───── Supplied data ─────

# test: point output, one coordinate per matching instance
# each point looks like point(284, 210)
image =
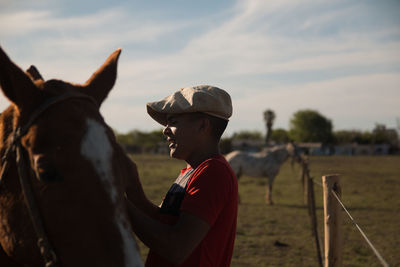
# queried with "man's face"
point(182, 132)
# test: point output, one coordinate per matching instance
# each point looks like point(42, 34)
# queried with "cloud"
point(282, 55)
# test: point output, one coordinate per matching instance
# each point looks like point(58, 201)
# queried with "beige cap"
point(202, 98)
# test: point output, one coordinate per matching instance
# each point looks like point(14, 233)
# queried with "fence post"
point(333, 221)
point(313, 217)
point(304, 178)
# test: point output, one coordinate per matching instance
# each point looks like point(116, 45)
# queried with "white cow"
point(266, 163)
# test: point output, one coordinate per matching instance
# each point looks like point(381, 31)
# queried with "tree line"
point(305, 126)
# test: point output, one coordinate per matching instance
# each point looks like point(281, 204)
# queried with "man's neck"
point(195, 160)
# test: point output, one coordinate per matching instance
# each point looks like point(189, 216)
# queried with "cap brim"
point(159, 117)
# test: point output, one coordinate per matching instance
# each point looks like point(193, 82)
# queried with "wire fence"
point(378, 255)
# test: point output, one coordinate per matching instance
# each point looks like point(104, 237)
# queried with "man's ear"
point(205, 124)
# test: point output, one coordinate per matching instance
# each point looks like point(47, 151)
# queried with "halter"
point(15, 148)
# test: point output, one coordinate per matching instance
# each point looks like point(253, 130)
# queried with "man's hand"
point(173, 242)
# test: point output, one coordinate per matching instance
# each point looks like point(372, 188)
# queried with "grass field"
point(370, 191)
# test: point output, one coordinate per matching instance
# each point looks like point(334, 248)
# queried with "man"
point(196, 223)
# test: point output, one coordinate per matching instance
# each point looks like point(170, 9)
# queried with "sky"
point(340, 58)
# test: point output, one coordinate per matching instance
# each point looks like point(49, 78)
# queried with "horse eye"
point(46, 171)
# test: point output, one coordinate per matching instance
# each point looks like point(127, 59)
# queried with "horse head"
point(75, 168)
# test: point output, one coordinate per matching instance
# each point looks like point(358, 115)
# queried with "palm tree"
point(269, 117)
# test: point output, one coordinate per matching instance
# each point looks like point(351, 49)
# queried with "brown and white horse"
point(74, 168)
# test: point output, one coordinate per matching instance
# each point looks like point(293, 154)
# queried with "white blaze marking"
point(96, 147)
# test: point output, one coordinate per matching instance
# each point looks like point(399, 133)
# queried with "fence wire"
point(378, 255)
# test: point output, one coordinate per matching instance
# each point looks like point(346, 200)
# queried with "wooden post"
point(313, 217)
point(304, 178)
point(333, 221)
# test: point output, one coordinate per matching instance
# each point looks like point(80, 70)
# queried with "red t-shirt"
point(211, 194)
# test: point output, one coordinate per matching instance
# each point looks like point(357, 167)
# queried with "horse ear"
point(15, 83)
point(34, 73)
point(102, 81)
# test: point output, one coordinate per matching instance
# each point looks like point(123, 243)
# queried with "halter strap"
point(15, 147)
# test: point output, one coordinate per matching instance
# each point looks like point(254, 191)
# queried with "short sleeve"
point(208, 190)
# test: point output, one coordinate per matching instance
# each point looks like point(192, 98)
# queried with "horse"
point(63, 175)
point(266, 163)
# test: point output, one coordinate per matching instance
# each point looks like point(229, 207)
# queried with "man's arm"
point(173, 242)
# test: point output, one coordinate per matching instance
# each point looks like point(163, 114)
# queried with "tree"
point(247, 135)
point(280, 136)
point(310, 126)
point(269, 117)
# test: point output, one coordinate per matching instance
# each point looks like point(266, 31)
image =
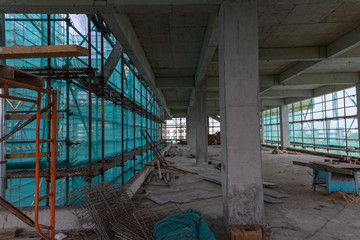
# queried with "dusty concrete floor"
point(305, 215)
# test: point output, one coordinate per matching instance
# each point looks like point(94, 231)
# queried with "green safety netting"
point(31, 29)
point(183, 225)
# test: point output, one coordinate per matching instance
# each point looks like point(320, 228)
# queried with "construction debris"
point(8, 233)
point(183, 225)
point(183, 196)
point(106, 211)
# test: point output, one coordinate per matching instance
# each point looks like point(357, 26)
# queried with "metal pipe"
point(49, 113)
point(102, 103)
point(53, 167)
point(141, 123)
point(122, 120)
point(90, 102)
point(3, 179)
point(134, 124)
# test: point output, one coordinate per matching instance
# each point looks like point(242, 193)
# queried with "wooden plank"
point(272, 200)
point(270, 185)
point(14, 74)
point(326, 167)
point(27, 116)
point(52, 51)
point(212, 180)
point(26, 155)
point(275, 194)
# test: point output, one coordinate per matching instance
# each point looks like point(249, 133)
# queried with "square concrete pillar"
point(284, 126)
point(202, 131)
point(239, 113)
point(358, 108)
point(191, 138)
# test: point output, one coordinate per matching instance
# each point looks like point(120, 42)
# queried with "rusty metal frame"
point(37, 117)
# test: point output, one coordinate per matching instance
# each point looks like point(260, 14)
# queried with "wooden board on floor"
point(275, 194)
point(52, 51)
point(183, 196)
point(272, 200)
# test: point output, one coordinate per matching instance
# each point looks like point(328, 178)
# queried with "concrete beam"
point(178, 82)
point(179, 112)
point(344, 44)
point(293, 54)
point(208, 49)
point(271, 102)
point(311, 78)
point(108, 6)
point(112, 60)
point(124, 32)
point(286, 93)
point(178, 104)
point(211, 83)
point(214, 95)
point(329, 89)
point(296, 70)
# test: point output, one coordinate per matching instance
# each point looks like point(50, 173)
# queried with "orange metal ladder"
point(53, 106)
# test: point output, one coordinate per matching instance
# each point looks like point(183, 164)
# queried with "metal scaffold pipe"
point(2, 118)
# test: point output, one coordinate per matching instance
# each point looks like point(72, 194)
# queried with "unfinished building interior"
point(121, 119)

─────

§ Required work
Copy out the data above to the letter, and keep every picture out of it.

§ Reply to the exercise
# test: point output, one coordinate per matching instance
# each point looks like point(284, 210)
image =
# queried with "man's face"
point(182, 132)
# test: point output, one coordinate per matching instance
# each point looks like point(42, 34)
# queried with "cloud"
point(282, 55)
# test: point output, one coordinate per matching instance
# each point looks like point(58, 201)
# queried with "beige cap"
point(202, 98)
# test: point output, one coordinate per matching instance
# each point looks like point(14, 233)
# queried with "fence post"
point(333, 221)
point(313, 217)
point(304, 178)
# test: point output, one coordinate per matching instance
# each point looks like point(116, 45)
# queried with "white cow"
point(266, 163)
# test: point output, one coordinate per matching instance
# each point looks like point(381, 31)
# queried with "tree line"
point(305, 126)
# test: point output, one coordinate per matching instance
# each point looks like point(281, 204)
# queried with "man's neck"
point(195, 160)
# test: point output, one coordinate per matching instance
# each point looks like point(189, 216)
# queried with "cap brim"
point(159, 117)
# test: point output, one coordinate per matching instance
# each point looks like point(193, 82)
# queried with "wire fence"
point(378, 255)
# test: point output, one coordinate per matching instance
# each point looks like point(104, 237)
# queried with "man's ear"
point(205, 124)
# test: point output, one coordinate per matching instance
# each point looks like point(47, 151)
# queried with "halter"
point(15, 148)
# test: point output, one coordinate per matching instance
# each point looks like point(253, 130)
# queried with "man's hand"
point(173, 242)
# test: point output, one coordinate per matching instance
# each point looks like point(372, 188)
# queried with "grass field"
point(370, 191)
# test: point output, one coordinate per matching instance
# each point looks like point(334, 248)
# queried with "man"
point(196, 223)
# test: point output, one coordinate per matching instance
# each point looks like point(170, 9)
# queried with "sky"
point(340, 58)
# test: point output, one coordinate per matching instance
# each point looks like point(49, 78)
# queried with "horse eye"
point(46, 171)
# test: point output, one coordinate per matching instance
# each point looks like point(127, 59)
# queried with "horse head"
point(75, 168)
# test: point output, one coordinate per matching instance
# each point looks like point(358, 115)
# queried with "palm tree"
point(269, 117)
# test: point output, one coordinate per matching instance
# each point looks like point(351, 49)
# queried with "brown and white horse"
point(74, 168)
# test: point output, one coordinate per matching instance
# each point looks like point(293, 154)
# queried with "white blaze marking"
point(96, 147)
# test: point output, one coordinate per matching instance
# each point looks like point(399, 133)
# queried with "fence wire"
point(378, 255)
# test: point output, one coordinate per matching instance
# each point looks like point(346, 200)
# queried with "wooden post"
point(313, 217)
point(304, 178)
point(333, 221)
# test: point output, one coordinate per matching instance
# each point looks like point(80, 70)
# queried with "red t-shirt"
point(211, 194)
# test: point output, one coordinate per matching instance
# each point looks like point(357, 167)
# queried with "horse ear"
point(15, 83)
point(34, 73)
point(102, 81)
# test: point output, one coordinate per matching instance
# each point looks like point(123, 243)
# queried with "halter strap"
point(15, 147)
# test: point output, one coordinate per matching instance
# each point looks like point(254, 191)
# queried with "short sleeve"
point(208, 190)
# test: point output, one coordinate per matching instance
# each point looks like point(192, 98)
# queried with "horse"
point(63, 175)
point(266, 163)
# test: point output, one coordinate per matching instance
# each point looks like point(229, 207)
# queried with "man's arm"
point(173, 242)
# test: point output, one coordinate per matching instance
# each point looks like point(163, 114)
# queried with "tree"
point(247, 135)
point(280, 136)
point(310, 126)
point(269, 117)
# test: point output, one coordinate per matching instance
# each point looks like point(266, 31)
image =
# queried with "dusty concrete floor"
point(305, 215)
# test: point output, one coordinate per matching instance
# each point looks like point(94, 231)
# queried with "green safety netting"
point(31, 29)
point(183, 225)
# test: point output, one coordinate per matching instance
# each point looks like point(320, 228)
# queried with "construction debris"
point(8, 233)
point(183, 225)
point(183, 196)
point(106, 211)
# test: point output, one coordinate per matching instance
# each point looks like point(357, 26)
# queried with "metal pipe"
point(49, 113)
point(102, 103)
point(53, 167)
point(141, 123)
point(122, 120)
point(90, 102)
point(3, 179)
point(134, 124)
# test: point output, one coordinate per matching instance
# each point looks like point(242, 193)
# queried with "wooden plank"
point(272, 200)
point(270, 185)
point(14, 74)
point(326, 167)
point(27, 116)
point(52, 51)
point(212, 180)
point(26, 155)
point(275, 194)
# test: point output, one coordinate per matching instance
# each point looks like point(249, 133)
# queried with "square concrete pillar"
point(284, 126)
point(202, 131)
point(239, 113)
point(358, 108)
point(191, 138)
# test: point output, one coordinate per matching instance
# each point looks like point(120, 42)
# queried with "rusty metal frame"
point(37, 117)
# test: point output, one coordinate per matching instance
# each point looks like point(260, 14)
# queried with "wooden board on floor"
point(275, 194)
point(52, 51)
point(183, 196)
point(272, 200)
# test: point output, one coordinate per matching instance
# each point looks like point(328, 178)
# queried with "concrete beam"
point(178, 82)
point(179, 112)
point(344, 44)
point(293, 54)
point(208, 49)
point(271, 102)
point(311, 78)
point(108, 6)
point(112, 60)
point(124, 32)
point(286, 93)
point(178, 104)
point(211, 83)
point(214, 95)
point(329, 89)
point(296, 70)
# test: point output, one coordinate per matching instance
# each point looks like point(50, 173)
# queried with "orange metal ladder"
point(53, 106)
# test: point output, one coordinate per matching instance
# each point looks like point(183, 164)
# queried with "metal scaffold pipe"
point(2, 118)
# test: point output, one coordinate per matching instance
# each point looks like point(72, 194)
# queried with "unfinished building interior"
point(121, 119)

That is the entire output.